> 取り組む課題
- 1) 引用文に出てくる人名を、役名も含めてすべて挙げよ。
- 2) 引用文のうち、「成川郷右衛門@梅玉さん、今年」で始まり「ャラクターとして立ち上げる。」に至るまでの部分を、一字一句違えずに引用せよ。

> 引用文

++++

鍾馗の仁兵衛@歌六さん、このお役にはまだ若すぎるような気がします。腕が利かなくなっても落ちぶれる事はなさそうな意思の強さや気質を持っている。この方が演じる任侠の男は格好良すぎるくらい格好良いんですよ。その道に生きる機微を知っている頭の良さがそこに現れるんですよね。老け役も上手い役者さんですが今のところ仁兵衛の柄ではないかな~と。

成川郷右衛門@梅玉さん、今年3月演舞場で初役でこのお役を演じていらっしゃいますが、合わないのでは?と思われたこのお役が予想外の良さ。今までの成川郷右衛門像としは違うものを醸し出して印象的です。前回は虚無感のほうが前に出たと思いますが今回は浪人である身分への屈折の部分をみせてきた感じがしました。いつも思いますが梅玉さんと真山青果作品は相性が非常にいいですよね。原作にある頭でっかちな無理矢理な人物像をさらりと納得させるキャラクターとして立ち上げる。

++++

> 提供データ
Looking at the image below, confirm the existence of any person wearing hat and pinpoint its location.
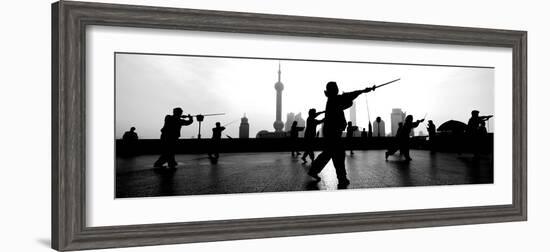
[466,110,493,157]
[308,81,376,188]
[466,110,493,136]
[154,107,193,169]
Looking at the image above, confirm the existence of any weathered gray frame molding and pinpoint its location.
[52,1,527,250]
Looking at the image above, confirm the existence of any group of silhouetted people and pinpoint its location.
[122,81,492,187]
[385,115,424,161]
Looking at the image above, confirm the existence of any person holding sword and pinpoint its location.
[308,81,382,188]
[154,107,193,169]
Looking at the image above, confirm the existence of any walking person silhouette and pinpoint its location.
[302,108,325,164]
[154,107,193,169]
[386,115,424,162]
[308,81,376,188]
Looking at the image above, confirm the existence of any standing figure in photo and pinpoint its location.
[346,121,358,156]
[302,108,325,164]
[290,121,304,157]
[386,115,424,161]
[308,81,375,188]
[208,122,225,160]
[426,120,435,151]
[154,107,193,169]
[466,110,493,158]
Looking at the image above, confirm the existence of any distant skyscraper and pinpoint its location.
[285,112,296,131]
[273,62,285,132]
[349,102,357,126]
[239,114,250,138]
[294,113,306,137]
[391,108,405,136]
[372,117,386,137]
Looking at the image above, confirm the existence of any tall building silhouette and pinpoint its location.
[239,114,250,138]
[284,112,296,132]
[349,101,357,126]
[391,108,405,136]
[273,62,285,132]
[372,118,386,137]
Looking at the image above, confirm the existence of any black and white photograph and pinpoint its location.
[114,52,498,198]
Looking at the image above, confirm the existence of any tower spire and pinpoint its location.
[278,60,281,82]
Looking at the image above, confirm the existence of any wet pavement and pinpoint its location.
[116,150,493,198]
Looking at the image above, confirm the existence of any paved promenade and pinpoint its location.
[116,150,493,197]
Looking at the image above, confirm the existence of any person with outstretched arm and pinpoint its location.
[308,81,376,188]
[154,107,193,169]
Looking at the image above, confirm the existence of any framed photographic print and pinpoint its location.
[52,1,527,250]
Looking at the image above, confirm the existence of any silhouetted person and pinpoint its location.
[122,127,138,156]
[361,128,368,138]
[466,110,493,157]
[386,115,424,161]
[386,122,403,161]
[466,110,493,136]
[346,121,358,156]
[308,81,375,187]
[426,120,435,151]
[290,121,304,157]
[473,121,488,159]
[154,108,193,168]
[208,122,225,160]
[302,109,325,164]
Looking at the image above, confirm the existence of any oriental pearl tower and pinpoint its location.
[273,62,285,132]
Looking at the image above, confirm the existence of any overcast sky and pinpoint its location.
[115,53,494,139]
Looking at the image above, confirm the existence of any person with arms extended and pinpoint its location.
[154,107,193,169]
[386,115,424,162]
[302,108,325,164]
[308,81,376,188]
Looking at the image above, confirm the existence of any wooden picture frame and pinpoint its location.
[52,1,527,250]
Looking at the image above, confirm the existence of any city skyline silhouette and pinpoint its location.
[115,54,494,139]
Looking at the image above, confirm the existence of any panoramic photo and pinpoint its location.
[114,52,495,198]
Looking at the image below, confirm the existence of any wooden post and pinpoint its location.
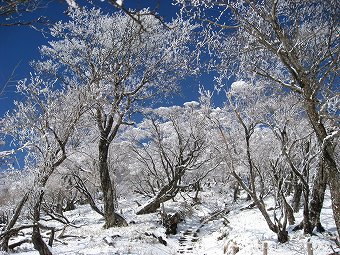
[307,242,313,255]
[263,242,268,255]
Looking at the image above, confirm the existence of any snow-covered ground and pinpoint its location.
[3,188,340,255]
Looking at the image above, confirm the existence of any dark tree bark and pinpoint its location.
[292,177,302,213]
[0,193,28,252]
[309,162,328,232]
[137,172,184,215]
[99,138,117,228]
[32,192,52,255]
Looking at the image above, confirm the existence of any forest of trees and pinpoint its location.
[0,0,340,255]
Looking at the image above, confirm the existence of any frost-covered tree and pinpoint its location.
[3,75,85,254]
[177,0,340,237]
[35,9,194,227]
[129,102,219,214]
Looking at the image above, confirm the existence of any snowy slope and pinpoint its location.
[3,188,340,255]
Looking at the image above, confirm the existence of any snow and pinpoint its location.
[5,190,339,255]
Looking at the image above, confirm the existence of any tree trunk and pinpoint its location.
[292,181,302,213]
[303,188,313,235]
[137,178,179,215]
[324,153,340,237]
[0,193,28,252]
[32,191,52,255]
[309,162,328,230]
[304,95,340,236]
[99,137,117,228]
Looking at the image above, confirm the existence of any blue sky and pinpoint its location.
[0,0,216,116]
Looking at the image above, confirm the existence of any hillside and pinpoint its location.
[3,187,340,255]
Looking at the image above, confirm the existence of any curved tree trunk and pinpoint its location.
[99,138,117,228]
[136,177,179,215]
[304,95,340,236]
[32,192,52,255]
[0,193,28,252]
[309,162,328,232]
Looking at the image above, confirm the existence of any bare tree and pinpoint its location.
[32,9,193,227]
[132,105,219,214]
[3,76,85,255]
[178,0,340,238]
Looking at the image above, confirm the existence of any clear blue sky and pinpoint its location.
[0,0,216,117]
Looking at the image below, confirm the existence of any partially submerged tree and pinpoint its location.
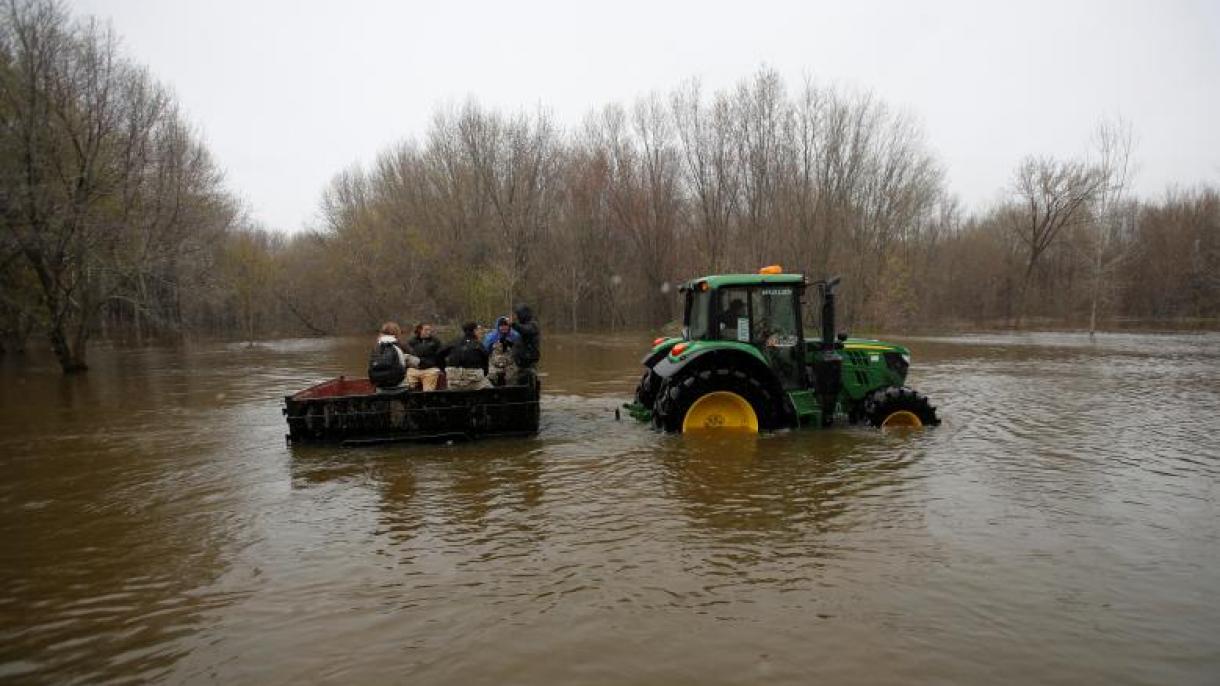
[1007,157,1105,326]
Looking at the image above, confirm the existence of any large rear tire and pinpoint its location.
[653,367,780,433]
[864,386,941,428]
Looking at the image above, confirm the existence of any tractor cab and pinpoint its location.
[682,267,809,391]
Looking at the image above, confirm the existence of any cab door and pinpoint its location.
[750,283,806,391]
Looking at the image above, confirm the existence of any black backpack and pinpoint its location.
[368,343,406,388]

++++

> 解答一覧
- 1) 鍾馗の仁兵衛、歌六、成川郷右衛門、梅玉、真山青果

- 2)
成川郷右衛門@梅玉さん、今年3月演舞場で初役でこのお役を演じていらっしゃいますが、合わないのでは?と思われたこのお役が予想外の良さ。今までの成川郷右衛門像としは違うものを醸し出して印象的です。前回は虚無感のほうが前に出たと思いますが今回は浪人である身分への屈折の部分をみせてきた感じがしました。いつも思いますが梅玉さんと真山青果作品は相性が非常にいいですよね。原作にある頭でっかちな無理矢理な人物像をさらりと納得させるキャラクターとして立ち上げる。